• [Activity]: Using the data beneath this instruction, retype only the lines from the one that contains "positive clicks: (334, 111) (326, 125)" down to the one that contains "121L339 113L334 109L321", both included, exactly as they appear.

• [Exercise materials]:
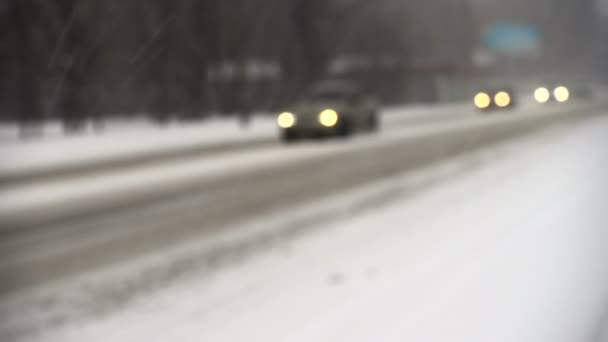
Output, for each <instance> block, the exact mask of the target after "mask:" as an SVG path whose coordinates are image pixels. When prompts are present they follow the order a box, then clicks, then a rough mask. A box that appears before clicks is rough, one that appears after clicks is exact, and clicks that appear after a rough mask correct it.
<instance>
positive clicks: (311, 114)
mask: <svg viewBox="0 0 608 342" xmlns="http://www.w3.org/2000/svg"><path fill="white" fill-rule="evenodd" d="M324 113H329V114H328V116H329V117H330V120H329V123H333V122H334V120H333V119H335V124H333V125H329V124H328V123H327V122H326V121H323V120H322V116H323V115H324ZM287 114H290V115H291V116H292V117H293V124H292V125H290V126H289V127H287V126H288V125H282V124H281V120H280V117H279V119H278V121H279V127H280V128H281V131H282V132H281V136H282V139H283V140H284V141H293V140H295V139H299V138H311V137H325V136H349V135H351V134H353V133H356V132H361V131H366V132H370V131H374V130H376V129H377V127H378V105H377V102H376V101H375V100H374V99H373V98H372V97H370V96H368V95H366V94H364V92H363V91H362V90H361V88H360V87H358V86H357V85H356V84H354V83H351V82H345V81H324V82H320V83H317V84H315V85H314V86H312V87H311V88H310V89H309V90H308V91H307V92H306V93H305V94H304V95H303V96H302V97H301V98H300V100H298V101H296V102H295V103H294V104H293V105H292V106H289V107H288V108H287V110H286V111H285V112H284V113H282V114H281V115H287Z"/></svg>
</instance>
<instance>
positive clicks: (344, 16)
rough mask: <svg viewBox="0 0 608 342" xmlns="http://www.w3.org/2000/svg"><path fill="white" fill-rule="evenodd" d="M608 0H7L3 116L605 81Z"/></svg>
mask: <svg viewBox="0 0 608 342" xmlns="http://www.w3.org/2000/svg"><path fill="white" fill-rule="evenodd" d="M607 7H608V6H607V5H606V1H603V0H538V1H533V2H530V1H525V0H512V1H504V0H437V1H431V2H429V1H422V0H411V1H401V0H378V1H374V2H369V1H364V0H327V1H326V0H288V1H286V0H259V1H255V2H252V1H245V0H221V1H220V0H217V1H212V0H207V1H194V0H179V1H139V0H133V1H126V2H125V1H75V0H74V1H69V0H62V1H59V2H52V3H51V2H48V1H36V0H26V1H18V0H12V1H11V0H2V1H1V2H0V18H1V20H0V22H1V25H2V28H1V29H0V35H1V37H0V41H2V45H0V49H1V55H2V57H1V58H2V63H1V64H0V68H1V70H0V74H1V75H2V77H1V78H0V89H1V91H0V117H1V118H2V120H18V121H19V122H21V123H23V124H27V123H28V122H34V121H37V120H41V119H48V118H61V119H63V121H64V124H65V125H64V126H65V129H66V131H77V130H78V129H79V127H81V126H82V122H83V120H85V119H89V118H94V119H99V120H102V119H103V118H104V117H107V116H129V115H134V113H146V115H149V116H151V117H153V118H155V119H157V120H158V121H159V122H164V121H167V120H169V119H170V118H184V119H185V118H188V119H191V118H204V117H206V116H208V115H210V114H211V113H222V114H226V115H230V114H242V113H248V112H252V111H261V110H269V109H273V110H276V109H277V108H279V107H281V106H282V105H284V104H285V103H288V102H289V101H291V100H292V99H293V98H294V97H297V96H298V94H299V93H300V92H301V91H302V89H304V88H305V87H307V86H308V85H310V83H311V82H313V81H316V80H319V79H324V78H336V77H341V78H349V79H355V80H358V81H361V82H363V83H364V84H365V85H366V87H367V88H369V91H371V92H373V93H374V94H376V96H378V97H379V98H380V99H381V100H382V102H384V103H411V102H422V103H433V102H439V101H455V100H463V99H465V98H468V96H469V95H470V94H469V93H470V91H471V89H470V88H474V87H475V86H474V85H475V84H478V83H479V82H483V81H485V80H486V79H488V78H496V77H502V76H506V75H508V76H509V77H512V78H513V77H518V80H517V81H518V82H525V79H526V78H530V76H535V77H537V78H538V77H547V76H546V75H558V76H559V77H564V75H568V76H570V77H573V76H575V77H578V78H586V79H588V78H594V79H597V78H599V79H605V78H606V77H607V76H606V75H607V72H608V71H607V70H606V66H605V64H604V63H603V61H605V60H606V58H608V47H607V46H606V44H605V41H604V37H605V36H606V33H607V30H608V9H607Z"/></svg>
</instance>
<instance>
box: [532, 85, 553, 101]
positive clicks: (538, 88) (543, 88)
mask: <svg viewBox="0 0 608 342" xmlns="http://www.w3.org/2000/svg"><path fill="white" fill-rule="evenodd" d="M534 99H535V100H536V102H538V103H547V102H549V100H550V99H551V92H549V89H547V88H545V87H539V88H536V90H535V91H534Z"/></svg>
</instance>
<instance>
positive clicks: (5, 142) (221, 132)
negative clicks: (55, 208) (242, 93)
mask: <svg viewBox="0 0 608 342" xmlns="http://www.w3.org/2000/svg"><path fill="white" fill-rule="evenodd" d="M470 109H471V108H470V105H469V104H459V105H442V106H409V107H403V106H401V107H392V108H387V109H386V110H384V111H383V115H382V121H383V124H384V125H385V126H386V127H390V126H392V125H393V124H395V123H399V122H401V121H403V120H414V121H415V120H417V119H420V120H425V119H428V118H429V117H431V118H435V117H436V118H437V120H440V119H441V118H445V117H448V116H456V117H460V116H462V115H463V114H466V113H471V112H472V111H471V110H470ZM43 130H44V136H43V138H42V139H32V140H26V141H22V140H19V139H18V129H17V127H16V126H14V125H13V126H11V125H4V126H0V160H2V163H0V175H1V174H13V173H20V172H23V171H32V170H45V169H49V168H51V169H52V168H57V167H64V166H66V165H68V166H69V165H78V164H83V163H88V162H93V161H95V162H97V161H104V160H115V159H119V158H125V157H134V156H138V155H142V154H146V153H150V152H155V153H157V152H161V151H179V150H180V149H184V148H189V147H201V146H219V145H223V144H227V143H232V144H234V143H242V144H243V146H246V145H247V144H251V143H255V142H259V141H260V140H264V139H266V140H270V139H278V130H277V128H276V124H275V118H274V116H272V115H263V114H259V115H256V116H254V117H253V119H252V121H251V124H250V126H249V127H248V128H247V129H243V127H241V126H240V124H239V122H238V120H237V119H236V118H214V119H208V120H205V121H201V122H197V123H187V124H179V123H173V124H171V125H169V126H166V127H161V126H158V125H156V124H154V123H153V122H151V121H147V120H145V119H134V120H132V121H110V122H108V123H107V127H106V130H105V131H104V132H103V133H100V134H96V133H94V132H90V131H89V132H87V133H85V134H83V135H77V136H70V137H64V136H62V135H61V129H60V125H59V123H57V122H49V123H47V124H46V125H45V126H44V127H43Z"/></svg>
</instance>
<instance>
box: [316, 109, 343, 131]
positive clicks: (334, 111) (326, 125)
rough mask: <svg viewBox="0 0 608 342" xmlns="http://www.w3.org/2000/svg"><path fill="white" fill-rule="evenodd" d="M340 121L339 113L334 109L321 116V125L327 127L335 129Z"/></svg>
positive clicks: (326, 109) (320, 119) (324, 113)
mask: <svg viewBox="0 0 608 342" xmlns="http://www.w3.org/2000/svg"><path fill="white" fill-rule="evenodd" d="M338 119H339V118H338V113H337V112H336V111H335V110H333V109H326V110H324V111H322V112H321V113H320V114H319V123H321V125H323V126H325V127H334V126H335V125H336V124H337V123H338Z"/></svg>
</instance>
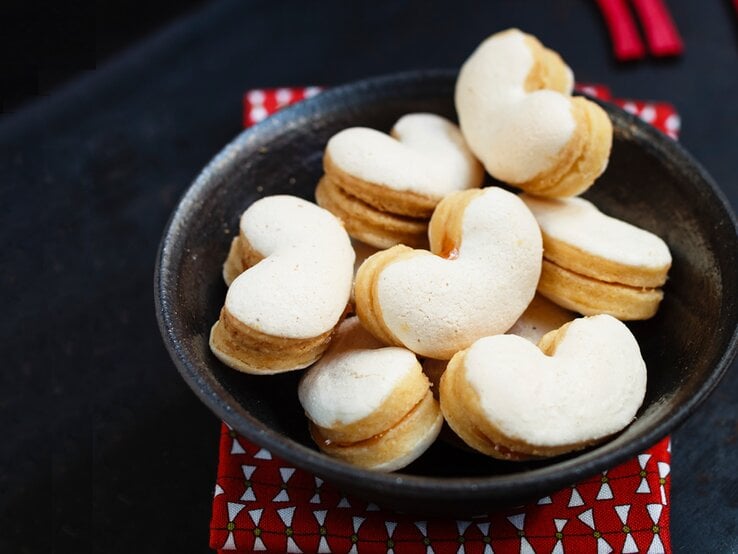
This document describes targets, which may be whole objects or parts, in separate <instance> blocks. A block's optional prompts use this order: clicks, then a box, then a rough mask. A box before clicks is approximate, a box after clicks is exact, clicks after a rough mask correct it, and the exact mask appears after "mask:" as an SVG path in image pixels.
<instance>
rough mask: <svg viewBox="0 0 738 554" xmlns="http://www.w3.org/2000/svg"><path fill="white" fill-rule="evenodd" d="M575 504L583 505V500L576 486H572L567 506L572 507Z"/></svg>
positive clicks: (574, 504)
mask: <svg viewBox="0 0 738 554" xmlns="http://www.w3.org/2000/svg"><path fill="white" fill-rule="evenodd" d="M575 506H584V500H582V495H581V494H579V491H578V490H577V489H576V487H572V489H571V497H570V498H569V504H568V507H569V508H574V507H575Z"/></svg>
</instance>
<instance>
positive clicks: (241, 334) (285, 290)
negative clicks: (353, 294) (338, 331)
mask: <svg viewBox="0 0 738 554" xmlns="http://www.w3.org/2000/svg"><path fill="white" fill-rule="evenodd" d="M353 265H354V250H353V248H352V247H351V241H350V239H349V236H348V234H346V231H345V230H344V229H343V227H342V225H341V222H340V221H339V220H338V219H336V217H335V216H333V214H331V213H330V212H328V211H327V210H324V209H323V208H320V207H318V206H316V205H315V204H312V203H310V202H308V201H306V200H303V199H301V198H296V197H294V196H270V197H267V198H262V199H261V200H258V201H257V202H254V203H253V204H252V205H251V206H250V207H249V208H248V209H247V210H246V211H245V212H244V213H243V215H242V216H241V221H240V233H239V237H238V238H237V239H236V240H234V243H233V244H232V245H231V252H230V253H229V257H228V260H227V261H226V263H225V266H224V276H225V277H226V278H227V277H228V276H231V275H232V274H234V273H236V272H237V270H238V269H240V268H243V269H244V271H243V272H242V273H240V274H239V275H238V276H237V277H235V278H234V279H233V281H232V283H231V285H230V287H229V288H228V293H227V294H226V299H225V304H224V306H223V308H222V309H221V312H220V318H219V320H218V321H217V322H216V323H215V325H213V328H212V329H211V332H210V349H211V350H212V351H213V353H214V354H215V355H216V356H217V357H218V358H219V359H220V360H221V361H222V362H223V363H225V364H226V365H228V366H230V367H232V368H234V369H237V370H239V371H243V372H246V373H254V374H270V373H281V372H284V371H291V370H294V369H300V368H303V367H306V366H308V365H310V364H312V363H313V362H314V361H315V360H317V359H318V358H319V357H320V356H321V354H322V353H323V352H324V351H325V349H326V348H327V347H328V343H329V342H330V339H331V334H332V333H333V330H334V327H335V326H336V325H337V324H338V323H339V321H340V320H341V318H342V316H343V315H344V313H345V311H346V308H347V304H348V302H349V295H350V293H351V282H352V277H353ZM233 268H236V269H233Z"/></svg>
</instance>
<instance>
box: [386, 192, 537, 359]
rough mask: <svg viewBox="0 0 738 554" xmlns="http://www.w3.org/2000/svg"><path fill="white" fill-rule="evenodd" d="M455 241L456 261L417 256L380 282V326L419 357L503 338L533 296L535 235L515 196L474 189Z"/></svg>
mask: <svg viewBox="0 0 738 554" xmlns="http://www.w3.org/2000/svg"><path fill="white" fill-rule="evenodd" d="M461 237H462V238H461V244H460V246H459V248H458V254H457V255H456V256H455V258H454V259H445V258H442V257H440V256H436V255H432V254H431V253H429V252H423V251H415V252H417V253H418V254H419V255H415V256H412V257H408V258H406V259H400V260H398V261H396V262H394V263H392V264H390V265H388V266H387V267H385V268H384V270H383V271H382V273H381V275H380V276H379V277H378V281H377V286H376V294H377V298H378V303H379V304H380V305H381V313H382V317H383V320H384V324H385V325H386V326H387V327H388V328H389V329H390V331H391V332H392V333H393V334H394V335H395V337H397V339H399V341H400V342H401V343H402V344H404V345H405V346H406V347H407V348H409V349H411V350H413V351H414V352H417V353H419V354H422V355H426V356H429V357H434V358H446V359H448V358H449V357H450V356H451V355H453V354H454V353H455V352H457V351H459V350H462V349H463V348H466V347H467V346H469V344H471V343H472V342H473V341H474V340H476V339H478V338H479V337H482V336H485V335H490V334H495V333H504V332H505V331H507V330H508V329H509V328H510V327H511V326H512V324H513V323H515V321H516V320H517V319H518V317H520V315H521V314H522V313H523V311H525V308H526V306H528V304H529V303H530V300H531V299H532V298H533V295H534V293H535V289H536V285H537V283H538V278H539V275H540V271H541V252H542V245H541V235H540V231H539V229H538V225H537V223H536V222H535V219H534V218H533V216H532V214H531V213H530V210H528V209H527V208H526V206H525V204H523V202H522V201H521V200H520V199H519V198H518V197H517V196H516V195H514V194H512V193H510V192H507V191H505V190H503V189H500V188H495V187H492V188H487V189H484V190H483V191H480V192H479V194H478V196H476V197H475V198H474V199H472V200H471V201H470V202H469V203H468V205H466V207H465V209H464V213H463V221H462V235H461ZM423 254H424V255H423Z"/></svg>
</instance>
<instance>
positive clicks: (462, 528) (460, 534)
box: [456, 519, 471, 535]
mask: <svg viewBox="0 0 738 554" xmlns="http://www.w3.org/2000/svg"><path fill="white" fill-rule="evenodd" d="M470 525H471V521H461V520H458V519H457V520H456V528H457V529H458V530H459V535H463V534H464V533H465V532H466V530H467V529H468V528H469V526H470Z"/></svg>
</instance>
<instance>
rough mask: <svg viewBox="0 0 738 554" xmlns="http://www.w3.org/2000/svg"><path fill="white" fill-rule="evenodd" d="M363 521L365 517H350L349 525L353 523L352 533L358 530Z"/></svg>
mask: <svg viewBox="0 0 738 554" xmlns="http://www.w3.org/2000/svg"><path fill="white" fill-rule="evenodd" d="M365 521H366V518H365V517H358V516H354V517H352V518H351V525H353V527H354V533H358V532H359V528H360V527H361V524H362V523H364V522H365Z"/></svg>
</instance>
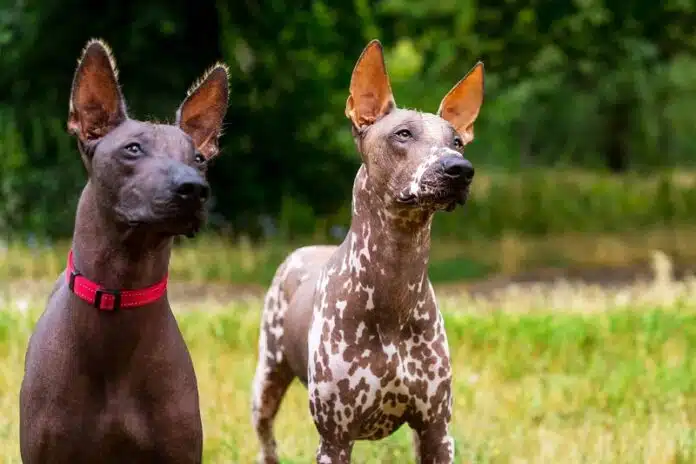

• [Exercise output]:
positive clicks: (334, 111) (326, 125)
rough mask: <svg viewBox="0 0 608 342" xmlns="http://www.w3.org/2000/svg"><path fill="white" fill-rule="evenodd" d="M340 121L339 113L334 109L321 116V125L327 127L335 129Z"/></svg>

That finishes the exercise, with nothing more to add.